- Exercise brief
Rewrite the lines of all the rows below as a numbered list, omitting blank lines and the pictures.

Collection entries
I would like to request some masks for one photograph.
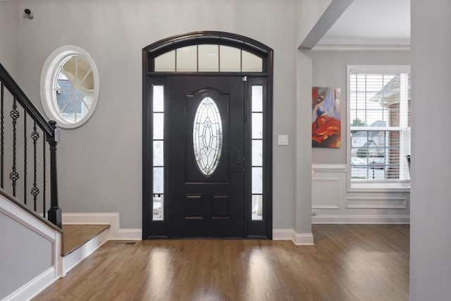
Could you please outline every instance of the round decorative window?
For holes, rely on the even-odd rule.
[[[58,127],[77,128],[91,117],[99,97],[99,72],[85,50],[63,46],[47,58],[41,73],[41,102]]]

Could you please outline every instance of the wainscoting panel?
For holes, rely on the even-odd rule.
[[[311,208],[340,209],[340,178],[314,178],[311,180]]]
[[[407,197],[347,197],[346,208],[405,209]]]
[[[409,223],[410,193],[348,191],[345,164],[313,164],[313,223]]]

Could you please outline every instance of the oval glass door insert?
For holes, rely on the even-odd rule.
[[[218,167],[223,146],[223,125],[216,104],[205,97],[199,104],[192,129],[192,147],[197,168],[209,177]]]

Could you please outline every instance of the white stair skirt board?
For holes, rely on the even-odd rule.
[[[295,245],[314,245],[313,233],[297,233],[292,229],[273,229],[273,240],[291,240]]]
[[[22,301],[33,298],[59,278],[55,277],[55,267],[51,267],[2,301]]]
[[[311,216],[311,223],[409,224],[408,215],[317,215]]]
[[[59,279],[62,276],[63,267],[60,256],[61,252],[61,233],[42,223],[19,206],[10,202],[3,195],[0,195],[0,211],[35,233],[49,240],[53,244],[52,266],[11,293],[2,301],[30,300]]]
[[[89,224],[110,225],[108,231],[109,240],[141,240],[141,229],[121,229],[118,213],[63,213],[65,225]]]
[[[63,276],[108,241],[108,229],[63,257]]]

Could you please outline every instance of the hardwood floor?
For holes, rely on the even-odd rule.
[[[314,225],[290,241],[108,242],[35,300],[407,300],[409,226]]]

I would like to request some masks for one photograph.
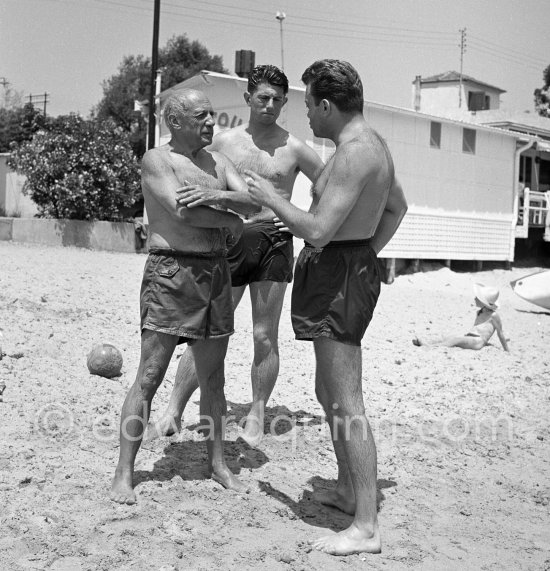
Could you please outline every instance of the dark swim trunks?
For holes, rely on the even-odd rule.
[[[225,255],[150,250],[141,283],[141,329],[177,335],[178,343],[231,335],[233,300]]]
[[[296,339],[329,337],[361,345],[380,295],[378,259],[369,240],[306,243],[296,260],[292,326]]]
[[[273,222],[244,225],[239,241],[229,250],[234,287],[251,282],[291,282],[294,265],[292,234],[281,232]]]

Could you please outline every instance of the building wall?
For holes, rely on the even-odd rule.
[[[443,117],[458,118],[456,111],[468,112],[468,93],[470,91],[484,91],[489,96],[489,109],[500,107],[500,93],[475,84],[464,82],[462,84],[462,101],[459,107],[459,83],[422,84],[420,92],[420,111],[422,113],[440,115]],[[413,85],[414,106],[414,85]]]

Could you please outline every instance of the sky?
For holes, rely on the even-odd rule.
[[[412,107],[412,82],[460,71],[504,89],[501,108],[534,111],[550,64],[550,0],[161,0],[159,45],[186,34],[234,73],[235,51],[300,86],[322,58],[359,71],[365,99]],[[48,94],[49,115],[88,116],[124,56],[150,57],[154,0],[0,0],[0,90]],[[282,25],[276,13],[283,12]],[[282,38],[281,38],[282,29]],[[36,101],[36,98],[35,98]]]

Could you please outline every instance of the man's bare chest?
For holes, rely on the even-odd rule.
[[[287,179],[297,170],[296,159],[286,147],[258,148],[253,144],[222,150],[242,173],[251,170],[273,183]]]
[[[195,164],[189,160],[172,161],[176,178],[183,186],[185,181],[206,188],[225,188],[225,176],[216,166]]]

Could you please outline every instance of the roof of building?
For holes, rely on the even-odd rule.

- Task response
1. I would like to request some masks for one photograph.
2. Could you please outline every instance of the round decorative window?
3. For holes, rely on the even-odd rule.
4. [[[58,127],[77,128],[91,117],[99,97],[99,72],[85,50],[63,46],[47,58],[41,73],[41,102]]]
5. Could you please outline every instance of the wainscoting panel?
6. For holes, rely on the even-odd rule.
7. [[[311,208],[340,209],[340,178],[314,178],[311,180]]]
8. [[[407,197],[347,197],[346,208],[405,209]]]
9. [[[409,223],[410,193],[348,191],[345,164],[313,164],[313,223]]]
10. Could you please outline every instance of the oval glass door insert?
11. For holes, rely on the even-odd rule.
12. [[[218,167],[223,146],[223,125],[216,104],[205,97],[199,104],[192,129],[192,147],[197,168],[209,177]]]
13. Could you please outline every instance of the white stair skirt board?
14. For holes, rely on the even-odd rule.
15. [[[295,245],[314,245],[313,233],[297,233],[292,229],[273,229],[273,240],[291,240]]]
16. [[[22,301],[33,298],[59,278],[55,277],[55,267],[51,267],[2,301]]]
17. [[[311,216],[311,223],[409,224],[408,215],[317,215]]]
18. [[[59,279],[62,276],[63,267],[60,256],[61,252],[61,233],[42,223],[19,206],[10,202],[3,195],[0,195],[0,211],[35,233],[49,240],[53,244],[52,266],[11,293],[2,301],[30,300]]]
19. [[[89,224],[110,225],[108,231],[109,240],[141,240],[141,229],[121,229],[118,213],[63,213],[65,225]]]
20. [[[63,276],[108,241],[108,229],[63,257]]]
21. Could you please outline every instance of the hardwood floor?
22. For holes, rely on the even-odd rule.
23. [[[314,225],[290,241],[108,242],[35,300],[407,300],[409,226]]]
24. I would like to request some masks for one photograph.
25. Could you please outline every instance of the dark swim trunks?
26. For holes, rely on the even-odd rule.
27. [[[225,255],[150,250],[141,283],[141,329],[177,335],[178,343],[231,335],[233,300]]]
28. [[[296,339],[329,337],[361,345],[380,295],[378,259],[369,240],[306,243],[296,260],[292,326]]]
29. [[[273,222],[244,225],[239,241],[229,250],[234,287],[251,282],[291,282],[294,265],[292,234],[281,232]]]
30. Could you please outline every instance of the building wall?
31. For holes, rely on the even-odd rule.
32. [[[443,117],[458,118],[456,111],[468,112],[468,93],[470,91],[484,91],[489,96],[489,109],[500,107],[500,93],[475,84],[464,82],[462,84],[462,101],[459,107],[459,83],[422,84],[420,92],[420,111],[422,113],[440,115]],[[413,85],[414,106],[414,85]]]
33. Could you please outline every instance of the sky?
34. For holes, rely on the even-odd rule.
35. [[[412,107],[412,82],[460,71],[504,89],[501,108],[534,111],[550,64],[550,0],[161,0],[159,45],[186,34],[234,73],[235,51],[300,86],[322,58],[359,71],[365,99]],[[48,94],[49,115],[88,116],[124,56],[150,57],[154,0],[0,0],[0,90]],[[282,25],[276,13],[283,12]],[[282,38],[281,38],[282,29]],[[36,101],[36,98],[35,98]]]
36. Could you please outline every instance of the man's bare chest?
37. For holes, rely on the even-odd rule.
38. [[[287,179],[297,170],[296,159],[286,147],[258,148],[253,144],[222,150],[242,173],[251,170],[273,183]]]
39. [[[195,164],[189,160],[172,161],[176,178],[183,186],[185,181],[206,188],[225,188],[225,176],[216,166]]]
40. Could you please outline every instance of the roof of building?
41. For holes, rely on the even-odd rule.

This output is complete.